§ **Description of the task**: For the entries below, print exactly the lines between the line holding "of the bathroom" and the line holding "ceiling light instead", inclusive, and nothing else.

§ **Provided entries**:
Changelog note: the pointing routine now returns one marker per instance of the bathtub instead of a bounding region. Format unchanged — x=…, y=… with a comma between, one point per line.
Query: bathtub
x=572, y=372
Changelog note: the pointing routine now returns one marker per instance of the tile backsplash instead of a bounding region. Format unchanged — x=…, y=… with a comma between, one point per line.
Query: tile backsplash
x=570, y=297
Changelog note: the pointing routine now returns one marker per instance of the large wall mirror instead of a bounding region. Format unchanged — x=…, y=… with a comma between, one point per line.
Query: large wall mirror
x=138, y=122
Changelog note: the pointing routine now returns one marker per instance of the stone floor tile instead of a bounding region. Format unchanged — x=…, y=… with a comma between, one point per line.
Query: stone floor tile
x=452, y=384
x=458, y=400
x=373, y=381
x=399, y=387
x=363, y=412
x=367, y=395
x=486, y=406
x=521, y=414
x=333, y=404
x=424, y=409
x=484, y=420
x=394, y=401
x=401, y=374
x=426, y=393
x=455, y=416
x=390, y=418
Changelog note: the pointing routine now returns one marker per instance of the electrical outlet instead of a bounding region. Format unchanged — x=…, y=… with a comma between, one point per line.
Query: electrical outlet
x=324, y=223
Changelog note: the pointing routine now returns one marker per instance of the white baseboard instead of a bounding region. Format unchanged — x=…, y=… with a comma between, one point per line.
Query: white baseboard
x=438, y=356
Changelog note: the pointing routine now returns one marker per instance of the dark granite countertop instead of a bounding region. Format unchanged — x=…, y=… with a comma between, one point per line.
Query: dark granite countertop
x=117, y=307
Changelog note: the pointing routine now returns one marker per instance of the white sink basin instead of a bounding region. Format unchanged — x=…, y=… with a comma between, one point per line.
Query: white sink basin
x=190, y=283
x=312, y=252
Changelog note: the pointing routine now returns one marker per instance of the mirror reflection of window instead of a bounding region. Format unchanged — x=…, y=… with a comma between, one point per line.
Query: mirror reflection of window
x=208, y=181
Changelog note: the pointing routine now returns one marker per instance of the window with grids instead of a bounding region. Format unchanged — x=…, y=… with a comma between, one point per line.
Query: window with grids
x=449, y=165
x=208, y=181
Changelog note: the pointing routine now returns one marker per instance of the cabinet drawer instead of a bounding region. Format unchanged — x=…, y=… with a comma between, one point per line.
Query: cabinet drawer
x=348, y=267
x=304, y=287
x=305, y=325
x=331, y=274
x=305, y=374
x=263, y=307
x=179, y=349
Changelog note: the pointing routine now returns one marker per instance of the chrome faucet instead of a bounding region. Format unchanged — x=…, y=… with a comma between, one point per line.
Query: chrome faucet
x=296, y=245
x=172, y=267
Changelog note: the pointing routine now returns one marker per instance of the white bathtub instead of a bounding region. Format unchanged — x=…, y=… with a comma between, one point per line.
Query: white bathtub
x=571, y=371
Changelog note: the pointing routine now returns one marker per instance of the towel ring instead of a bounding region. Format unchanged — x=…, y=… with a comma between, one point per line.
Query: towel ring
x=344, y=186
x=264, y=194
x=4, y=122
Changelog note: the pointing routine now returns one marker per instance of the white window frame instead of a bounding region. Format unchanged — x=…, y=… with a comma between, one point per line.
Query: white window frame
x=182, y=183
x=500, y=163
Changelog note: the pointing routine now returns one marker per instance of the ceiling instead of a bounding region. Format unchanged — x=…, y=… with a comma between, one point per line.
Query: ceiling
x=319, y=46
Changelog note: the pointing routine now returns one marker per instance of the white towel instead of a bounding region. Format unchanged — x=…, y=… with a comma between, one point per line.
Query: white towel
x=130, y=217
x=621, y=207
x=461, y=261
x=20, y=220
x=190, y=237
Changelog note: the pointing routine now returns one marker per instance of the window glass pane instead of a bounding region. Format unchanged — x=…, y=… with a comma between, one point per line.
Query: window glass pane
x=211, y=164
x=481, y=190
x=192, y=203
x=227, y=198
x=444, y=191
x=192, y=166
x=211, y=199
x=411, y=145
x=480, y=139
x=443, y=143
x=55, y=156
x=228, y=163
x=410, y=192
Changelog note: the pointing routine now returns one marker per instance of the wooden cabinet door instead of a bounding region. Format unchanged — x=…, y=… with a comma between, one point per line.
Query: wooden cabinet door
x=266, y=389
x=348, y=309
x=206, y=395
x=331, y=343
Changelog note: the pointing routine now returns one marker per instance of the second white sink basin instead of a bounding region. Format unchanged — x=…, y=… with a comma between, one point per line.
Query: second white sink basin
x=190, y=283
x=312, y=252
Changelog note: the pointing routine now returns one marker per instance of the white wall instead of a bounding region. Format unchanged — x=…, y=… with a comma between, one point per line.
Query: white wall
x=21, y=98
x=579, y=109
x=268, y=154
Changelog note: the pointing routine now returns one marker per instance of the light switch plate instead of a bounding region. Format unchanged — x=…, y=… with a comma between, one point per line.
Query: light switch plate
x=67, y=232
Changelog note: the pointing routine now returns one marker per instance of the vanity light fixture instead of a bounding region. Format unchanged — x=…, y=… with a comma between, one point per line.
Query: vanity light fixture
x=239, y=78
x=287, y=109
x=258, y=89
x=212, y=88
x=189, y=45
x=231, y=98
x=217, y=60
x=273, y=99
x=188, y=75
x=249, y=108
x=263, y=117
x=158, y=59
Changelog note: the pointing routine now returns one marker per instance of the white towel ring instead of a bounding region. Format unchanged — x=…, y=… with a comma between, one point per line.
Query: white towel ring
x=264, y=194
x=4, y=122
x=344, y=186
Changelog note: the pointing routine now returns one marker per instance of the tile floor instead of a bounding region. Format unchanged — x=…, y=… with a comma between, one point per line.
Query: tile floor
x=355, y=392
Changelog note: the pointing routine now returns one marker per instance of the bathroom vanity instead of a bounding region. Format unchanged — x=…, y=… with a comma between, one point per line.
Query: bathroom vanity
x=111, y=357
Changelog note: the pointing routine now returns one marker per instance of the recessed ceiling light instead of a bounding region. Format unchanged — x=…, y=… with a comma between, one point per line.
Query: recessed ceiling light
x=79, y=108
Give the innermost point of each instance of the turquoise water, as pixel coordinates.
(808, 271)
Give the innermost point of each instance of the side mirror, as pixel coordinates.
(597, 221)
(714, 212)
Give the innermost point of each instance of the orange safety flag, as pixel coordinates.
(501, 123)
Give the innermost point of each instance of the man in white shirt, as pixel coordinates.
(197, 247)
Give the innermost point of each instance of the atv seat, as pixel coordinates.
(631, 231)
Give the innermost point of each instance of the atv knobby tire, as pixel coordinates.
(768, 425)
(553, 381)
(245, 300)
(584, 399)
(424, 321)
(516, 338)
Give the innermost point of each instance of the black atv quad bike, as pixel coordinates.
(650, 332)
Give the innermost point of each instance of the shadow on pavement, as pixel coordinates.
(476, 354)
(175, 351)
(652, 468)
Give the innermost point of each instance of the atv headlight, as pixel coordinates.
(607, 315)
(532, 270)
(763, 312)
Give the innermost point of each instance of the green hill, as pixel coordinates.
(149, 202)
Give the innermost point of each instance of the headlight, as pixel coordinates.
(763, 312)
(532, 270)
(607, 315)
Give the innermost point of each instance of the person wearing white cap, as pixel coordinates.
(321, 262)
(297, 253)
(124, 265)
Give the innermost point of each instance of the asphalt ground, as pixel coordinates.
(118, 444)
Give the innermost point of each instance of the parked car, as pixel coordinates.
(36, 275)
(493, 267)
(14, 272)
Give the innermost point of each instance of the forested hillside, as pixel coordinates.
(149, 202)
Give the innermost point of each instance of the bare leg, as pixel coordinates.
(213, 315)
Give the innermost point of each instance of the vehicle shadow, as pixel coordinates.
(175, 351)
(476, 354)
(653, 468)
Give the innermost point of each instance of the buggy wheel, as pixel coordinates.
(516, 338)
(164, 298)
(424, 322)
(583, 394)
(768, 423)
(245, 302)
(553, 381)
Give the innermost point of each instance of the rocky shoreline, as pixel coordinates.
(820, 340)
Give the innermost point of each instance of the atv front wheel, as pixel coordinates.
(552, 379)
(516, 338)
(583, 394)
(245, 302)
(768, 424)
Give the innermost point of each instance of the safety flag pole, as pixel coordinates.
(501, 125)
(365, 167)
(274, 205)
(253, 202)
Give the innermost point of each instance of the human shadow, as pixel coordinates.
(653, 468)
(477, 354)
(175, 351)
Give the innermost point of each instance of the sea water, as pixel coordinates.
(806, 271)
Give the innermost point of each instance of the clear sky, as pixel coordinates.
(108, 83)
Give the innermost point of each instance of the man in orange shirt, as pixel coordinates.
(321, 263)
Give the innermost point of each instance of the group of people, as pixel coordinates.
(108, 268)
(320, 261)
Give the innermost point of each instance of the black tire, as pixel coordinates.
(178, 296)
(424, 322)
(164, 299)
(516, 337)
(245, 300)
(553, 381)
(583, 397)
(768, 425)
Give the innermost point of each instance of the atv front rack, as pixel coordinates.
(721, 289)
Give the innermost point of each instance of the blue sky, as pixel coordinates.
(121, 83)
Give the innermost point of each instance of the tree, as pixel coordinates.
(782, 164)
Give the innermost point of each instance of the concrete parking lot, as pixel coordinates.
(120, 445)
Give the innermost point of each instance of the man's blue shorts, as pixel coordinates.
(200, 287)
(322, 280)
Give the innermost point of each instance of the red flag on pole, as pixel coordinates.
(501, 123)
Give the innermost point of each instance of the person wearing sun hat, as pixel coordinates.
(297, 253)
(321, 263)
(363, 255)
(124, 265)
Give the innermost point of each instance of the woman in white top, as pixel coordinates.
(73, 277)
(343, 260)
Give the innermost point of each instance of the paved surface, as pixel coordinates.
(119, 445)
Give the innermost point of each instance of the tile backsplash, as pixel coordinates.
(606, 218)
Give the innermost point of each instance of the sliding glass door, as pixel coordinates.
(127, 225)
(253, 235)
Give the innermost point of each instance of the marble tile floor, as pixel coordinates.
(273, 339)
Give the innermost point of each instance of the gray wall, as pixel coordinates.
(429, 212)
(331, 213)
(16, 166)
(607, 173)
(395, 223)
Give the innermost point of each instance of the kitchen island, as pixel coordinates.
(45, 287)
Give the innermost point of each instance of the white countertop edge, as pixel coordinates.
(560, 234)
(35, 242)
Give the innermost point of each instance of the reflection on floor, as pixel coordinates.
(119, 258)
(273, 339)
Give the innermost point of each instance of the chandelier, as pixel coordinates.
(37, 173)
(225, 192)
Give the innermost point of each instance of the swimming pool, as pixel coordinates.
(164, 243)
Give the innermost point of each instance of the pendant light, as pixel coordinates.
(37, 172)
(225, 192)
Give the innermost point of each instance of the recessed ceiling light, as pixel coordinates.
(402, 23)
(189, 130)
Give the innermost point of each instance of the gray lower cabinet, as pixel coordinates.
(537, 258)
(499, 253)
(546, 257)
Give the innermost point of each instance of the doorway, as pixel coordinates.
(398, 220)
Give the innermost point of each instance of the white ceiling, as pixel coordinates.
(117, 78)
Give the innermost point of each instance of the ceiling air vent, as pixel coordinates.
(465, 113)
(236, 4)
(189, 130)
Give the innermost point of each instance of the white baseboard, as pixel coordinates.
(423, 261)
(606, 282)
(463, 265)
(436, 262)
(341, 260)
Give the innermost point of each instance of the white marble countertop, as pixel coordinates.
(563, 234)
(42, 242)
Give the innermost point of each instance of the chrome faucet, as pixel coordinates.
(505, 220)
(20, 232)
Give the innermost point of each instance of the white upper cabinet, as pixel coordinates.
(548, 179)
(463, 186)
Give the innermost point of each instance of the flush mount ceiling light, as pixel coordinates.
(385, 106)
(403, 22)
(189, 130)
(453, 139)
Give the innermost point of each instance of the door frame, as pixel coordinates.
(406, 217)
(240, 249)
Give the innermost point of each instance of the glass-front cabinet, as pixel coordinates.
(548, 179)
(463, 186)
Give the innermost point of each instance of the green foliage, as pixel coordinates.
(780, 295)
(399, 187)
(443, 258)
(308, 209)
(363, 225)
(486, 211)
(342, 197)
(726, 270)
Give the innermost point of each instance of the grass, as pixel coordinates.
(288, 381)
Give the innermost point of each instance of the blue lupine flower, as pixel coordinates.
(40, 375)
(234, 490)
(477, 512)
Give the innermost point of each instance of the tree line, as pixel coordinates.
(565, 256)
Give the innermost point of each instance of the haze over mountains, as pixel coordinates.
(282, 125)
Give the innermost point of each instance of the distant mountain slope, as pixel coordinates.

§ **Written answer**:
Changelog note: the pointing routine now returns one marker per instance of the bathroom vanity instead of a bounding region. Format unchanged — x=…, y=… with a comma between, one point per line.
Query: bathroom vanity
x=111, y=357
Changelog note: the pointing routine now returns one marker per instance of the recessed ceiling light instead of a bounding region. Format unchanged — x=…, y=… with a comma between, one point per line.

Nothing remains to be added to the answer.